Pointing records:
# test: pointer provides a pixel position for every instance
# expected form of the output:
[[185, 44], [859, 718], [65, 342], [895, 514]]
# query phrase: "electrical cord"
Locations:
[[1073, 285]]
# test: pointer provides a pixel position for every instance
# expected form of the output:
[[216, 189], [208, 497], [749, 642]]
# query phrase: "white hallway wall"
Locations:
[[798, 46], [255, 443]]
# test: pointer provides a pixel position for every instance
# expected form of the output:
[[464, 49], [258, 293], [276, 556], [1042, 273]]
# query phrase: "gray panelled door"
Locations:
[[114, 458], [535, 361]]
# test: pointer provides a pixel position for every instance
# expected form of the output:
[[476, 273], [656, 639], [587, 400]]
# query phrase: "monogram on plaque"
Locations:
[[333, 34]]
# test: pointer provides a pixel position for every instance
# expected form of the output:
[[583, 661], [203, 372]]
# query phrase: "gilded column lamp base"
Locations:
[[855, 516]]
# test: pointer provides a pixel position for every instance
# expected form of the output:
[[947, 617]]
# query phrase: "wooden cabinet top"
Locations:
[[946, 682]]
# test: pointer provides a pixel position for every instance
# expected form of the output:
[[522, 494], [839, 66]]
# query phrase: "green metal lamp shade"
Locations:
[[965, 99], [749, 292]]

Objective —
Duplicate all of the records above, reproducing every line without any change.

Problem solution —
# test: pointer provides a pixel position for every instance
# expected form of the output:
[[185, 44], [859, 718], [65, 342], [895, 514]]
# query phrase: "electrical cord"
Locations:
[[1073, 285]]
# test: pointer provides a pixel position for every instance
# expected form of the output:
[[216, 189], [208, 497], [749, 642]]
# query phrase: "white hallway wall"
Locations:
[[798, 46], [255, 443]]
# test: pointer provides a pixel position for every instance
# expected form of the output:
[[464, 49], [258, 293], [276, 556], [1042, 273]]
# query phrase: "gray panelled door"
Locations:
[[114, 458], [535, 361]]
# test: pointer provides a pixel position for every instance
# expected form of the output:
[[476, 273], [656, 639], [587, 400]]
# query phrase: "monogram on plaque"
Locations:
[[333, 34]]
# test: pointer provides a pixel position for every instance
# expected form of the output:
[[583, 661], [203, 372]]
# query phrase: "gilded column lamp base"
Locations:
[[855, 516]]
# test: pointer provides a pixel position for every instance
# expected form of the output:
[[947, 617]]
# query phrase: "wooden cabinet top"
Locations:
[[946, 682]]
# test: pointer provides a pixel position for every instance
# expected form of the output:
[[522, 494], [839, 66]]
# query phrase: "green metal lamp shade"
Locations:
[[965, 99], [749, 292]]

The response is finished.